## Listing
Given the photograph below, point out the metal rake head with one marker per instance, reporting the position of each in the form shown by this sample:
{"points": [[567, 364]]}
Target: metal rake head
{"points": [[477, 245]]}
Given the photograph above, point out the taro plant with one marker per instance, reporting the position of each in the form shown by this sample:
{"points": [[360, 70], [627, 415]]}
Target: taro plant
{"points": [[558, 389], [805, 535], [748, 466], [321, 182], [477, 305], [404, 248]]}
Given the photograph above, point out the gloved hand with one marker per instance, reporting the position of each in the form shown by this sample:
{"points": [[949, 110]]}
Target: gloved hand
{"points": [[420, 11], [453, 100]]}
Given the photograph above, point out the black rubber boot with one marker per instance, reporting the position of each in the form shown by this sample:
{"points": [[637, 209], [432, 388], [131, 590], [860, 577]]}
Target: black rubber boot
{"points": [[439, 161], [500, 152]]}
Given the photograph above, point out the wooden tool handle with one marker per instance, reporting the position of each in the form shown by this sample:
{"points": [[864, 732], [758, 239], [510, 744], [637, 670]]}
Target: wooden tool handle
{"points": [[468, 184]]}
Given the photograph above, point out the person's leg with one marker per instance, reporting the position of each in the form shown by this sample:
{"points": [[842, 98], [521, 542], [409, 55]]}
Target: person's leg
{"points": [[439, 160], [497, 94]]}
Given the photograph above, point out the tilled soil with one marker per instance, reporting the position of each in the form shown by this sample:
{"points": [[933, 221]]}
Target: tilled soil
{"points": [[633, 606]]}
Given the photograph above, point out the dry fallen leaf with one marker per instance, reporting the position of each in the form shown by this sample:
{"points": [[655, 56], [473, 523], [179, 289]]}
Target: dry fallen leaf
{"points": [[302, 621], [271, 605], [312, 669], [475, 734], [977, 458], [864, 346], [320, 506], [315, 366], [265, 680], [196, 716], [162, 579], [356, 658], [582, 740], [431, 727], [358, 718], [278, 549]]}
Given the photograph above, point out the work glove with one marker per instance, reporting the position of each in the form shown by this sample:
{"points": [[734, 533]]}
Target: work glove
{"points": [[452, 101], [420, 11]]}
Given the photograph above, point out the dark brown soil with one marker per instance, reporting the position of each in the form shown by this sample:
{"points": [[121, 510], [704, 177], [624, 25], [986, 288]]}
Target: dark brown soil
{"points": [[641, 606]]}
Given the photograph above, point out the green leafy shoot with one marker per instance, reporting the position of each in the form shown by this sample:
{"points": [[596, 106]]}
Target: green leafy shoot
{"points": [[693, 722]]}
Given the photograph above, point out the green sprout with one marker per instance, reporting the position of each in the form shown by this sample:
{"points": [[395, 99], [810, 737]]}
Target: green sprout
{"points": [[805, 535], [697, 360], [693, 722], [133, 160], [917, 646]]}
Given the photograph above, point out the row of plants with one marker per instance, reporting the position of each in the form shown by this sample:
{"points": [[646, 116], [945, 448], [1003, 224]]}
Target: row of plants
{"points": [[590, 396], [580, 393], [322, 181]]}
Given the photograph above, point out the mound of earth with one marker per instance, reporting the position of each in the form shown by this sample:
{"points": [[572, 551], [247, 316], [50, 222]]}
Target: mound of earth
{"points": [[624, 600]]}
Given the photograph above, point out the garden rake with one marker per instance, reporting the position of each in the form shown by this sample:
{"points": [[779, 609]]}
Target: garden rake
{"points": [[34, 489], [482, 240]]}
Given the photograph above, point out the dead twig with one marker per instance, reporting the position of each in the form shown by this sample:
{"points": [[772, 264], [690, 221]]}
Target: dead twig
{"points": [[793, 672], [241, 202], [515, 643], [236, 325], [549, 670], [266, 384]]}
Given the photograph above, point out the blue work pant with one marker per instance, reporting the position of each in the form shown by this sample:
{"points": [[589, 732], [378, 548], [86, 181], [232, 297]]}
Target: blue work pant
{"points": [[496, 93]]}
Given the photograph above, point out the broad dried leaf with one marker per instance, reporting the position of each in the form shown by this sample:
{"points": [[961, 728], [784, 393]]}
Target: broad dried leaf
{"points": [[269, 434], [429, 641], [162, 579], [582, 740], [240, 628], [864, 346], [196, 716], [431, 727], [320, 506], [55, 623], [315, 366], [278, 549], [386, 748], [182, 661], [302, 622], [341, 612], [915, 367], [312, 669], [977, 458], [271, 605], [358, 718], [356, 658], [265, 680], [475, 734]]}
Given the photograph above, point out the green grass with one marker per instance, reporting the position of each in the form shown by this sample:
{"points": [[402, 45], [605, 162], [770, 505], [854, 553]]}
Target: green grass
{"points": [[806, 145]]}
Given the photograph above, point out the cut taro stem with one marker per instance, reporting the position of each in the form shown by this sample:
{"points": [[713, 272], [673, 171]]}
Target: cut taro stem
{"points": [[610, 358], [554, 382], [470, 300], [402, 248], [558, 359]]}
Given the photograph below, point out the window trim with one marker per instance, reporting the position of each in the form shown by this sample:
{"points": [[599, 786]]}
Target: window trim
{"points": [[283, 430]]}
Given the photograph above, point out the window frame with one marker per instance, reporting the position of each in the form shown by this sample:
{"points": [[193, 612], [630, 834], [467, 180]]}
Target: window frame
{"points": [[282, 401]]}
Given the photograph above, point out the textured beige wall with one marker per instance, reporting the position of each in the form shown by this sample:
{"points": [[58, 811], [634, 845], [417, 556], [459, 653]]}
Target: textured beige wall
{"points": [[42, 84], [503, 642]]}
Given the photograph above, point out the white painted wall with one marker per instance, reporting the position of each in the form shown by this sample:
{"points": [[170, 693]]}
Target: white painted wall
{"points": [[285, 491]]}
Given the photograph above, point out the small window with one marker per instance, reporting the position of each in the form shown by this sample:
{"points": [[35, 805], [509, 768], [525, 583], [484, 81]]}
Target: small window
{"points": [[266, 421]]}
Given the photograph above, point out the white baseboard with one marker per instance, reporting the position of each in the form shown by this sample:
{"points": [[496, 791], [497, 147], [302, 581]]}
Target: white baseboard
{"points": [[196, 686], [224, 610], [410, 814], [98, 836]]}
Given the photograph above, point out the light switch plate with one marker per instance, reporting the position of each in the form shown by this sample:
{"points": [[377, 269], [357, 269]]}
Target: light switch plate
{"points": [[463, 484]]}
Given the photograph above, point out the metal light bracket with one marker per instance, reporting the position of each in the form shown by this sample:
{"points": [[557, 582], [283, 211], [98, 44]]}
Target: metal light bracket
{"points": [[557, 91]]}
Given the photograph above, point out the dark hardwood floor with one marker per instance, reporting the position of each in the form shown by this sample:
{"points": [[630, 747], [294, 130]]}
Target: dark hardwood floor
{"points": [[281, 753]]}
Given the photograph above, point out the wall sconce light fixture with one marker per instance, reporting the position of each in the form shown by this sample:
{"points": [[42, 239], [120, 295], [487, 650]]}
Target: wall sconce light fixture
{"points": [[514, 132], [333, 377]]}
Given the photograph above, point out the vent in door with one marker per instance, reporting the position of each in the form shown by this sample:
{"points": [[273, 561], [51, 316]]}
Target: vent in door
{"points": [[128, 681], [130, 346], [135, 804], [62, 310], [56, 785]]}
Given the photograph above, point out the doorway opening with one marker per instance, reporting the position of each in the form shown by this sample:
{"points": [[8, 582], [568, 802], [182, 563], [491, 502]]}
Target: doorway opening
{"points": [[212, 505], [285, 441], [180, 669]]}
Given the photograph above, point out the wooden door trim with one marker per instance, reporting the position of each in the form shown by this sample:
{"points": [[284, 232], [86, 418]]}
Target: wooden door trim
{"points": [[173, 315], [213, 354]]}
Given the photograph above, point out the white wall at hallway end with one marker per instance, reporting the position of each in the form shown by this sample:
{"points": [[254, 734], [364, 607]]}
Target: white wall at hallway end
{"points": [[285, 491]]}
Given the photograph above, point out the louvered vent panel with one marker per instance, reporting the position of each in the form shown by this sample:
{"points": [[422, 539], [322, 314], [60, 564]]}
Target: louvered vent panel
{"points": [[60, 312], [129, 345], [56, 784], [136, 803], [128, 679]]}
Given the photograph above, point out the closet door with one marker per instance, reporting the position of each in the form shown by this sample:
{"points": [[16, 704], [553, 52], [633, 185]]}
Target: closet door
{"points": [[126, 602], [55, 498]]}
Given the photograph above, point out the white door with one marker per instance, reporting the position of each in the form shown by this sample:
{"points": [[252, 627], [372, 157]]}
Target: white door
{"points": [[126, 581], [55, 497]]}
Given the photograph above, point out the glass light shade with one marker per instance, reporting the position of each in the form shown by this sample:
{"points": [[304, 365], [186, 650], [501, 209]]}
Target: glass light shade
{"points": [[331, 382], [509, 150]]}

--

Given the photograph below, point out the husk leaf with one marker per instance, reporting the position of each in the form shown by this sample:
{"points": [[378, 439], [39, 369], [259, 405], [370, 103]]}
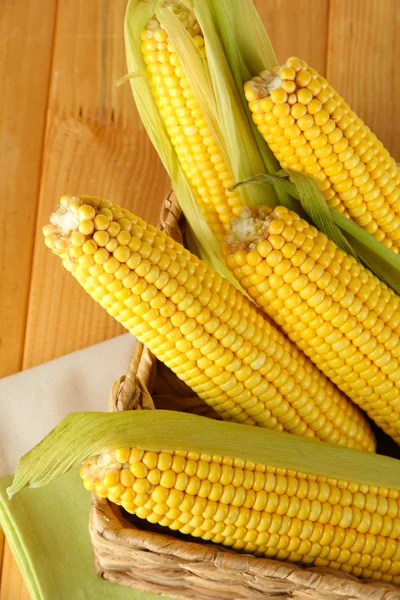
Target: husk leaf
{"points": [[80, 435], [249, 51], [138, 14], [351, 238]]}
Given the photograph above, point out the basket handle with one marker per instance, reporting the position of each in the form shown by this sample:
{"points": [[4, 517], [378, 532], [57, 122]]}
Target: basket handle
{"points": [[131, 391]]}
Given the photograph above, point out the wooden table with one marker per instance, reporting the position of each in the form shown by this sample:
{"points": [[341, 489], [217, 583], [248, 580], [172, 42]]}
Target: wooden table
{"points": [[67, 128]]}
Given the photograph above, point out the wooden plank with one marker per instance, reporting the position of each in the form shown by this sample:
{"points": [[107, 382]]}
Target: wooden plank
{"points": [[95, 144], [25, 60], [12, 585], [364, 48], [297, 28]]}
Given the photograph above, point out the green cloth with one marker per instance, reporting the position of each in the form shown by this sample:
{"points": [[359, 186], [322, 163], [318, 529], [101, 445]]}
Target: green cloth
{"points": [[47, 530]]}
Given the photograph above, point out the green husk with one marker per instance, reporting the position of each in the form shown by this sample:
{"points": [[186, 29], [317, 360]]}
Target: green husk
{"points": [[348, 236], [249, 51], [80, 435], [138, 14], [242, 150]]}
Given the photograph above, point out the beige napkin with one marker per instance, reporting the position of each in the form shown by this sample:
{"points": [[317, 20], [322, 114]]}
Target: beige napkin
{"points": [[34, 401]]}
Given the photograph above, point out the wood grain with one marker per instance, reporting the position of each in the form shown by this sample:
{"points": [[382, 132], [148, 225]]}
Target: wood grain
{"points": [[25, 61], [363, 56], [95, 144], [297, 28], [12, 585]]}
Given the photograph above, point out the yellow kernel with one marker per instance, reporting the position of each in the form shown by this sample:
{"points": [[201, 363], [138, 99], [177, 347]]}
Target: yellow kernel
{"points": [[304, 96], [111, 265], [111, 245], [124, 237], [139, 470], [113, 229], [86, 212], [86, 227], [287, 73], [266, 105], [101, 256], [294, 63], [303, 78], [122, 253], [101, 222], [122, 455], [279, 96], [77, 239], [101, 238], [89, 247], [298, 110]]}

## Objective
From the material above, pull out every line containing the string "closet" and list those lines in their original order.

## Output of the task
Given the photograph above, point out the closet door with one marker per instance, reporting the position of each in the form shown by this sample:
Target: closet door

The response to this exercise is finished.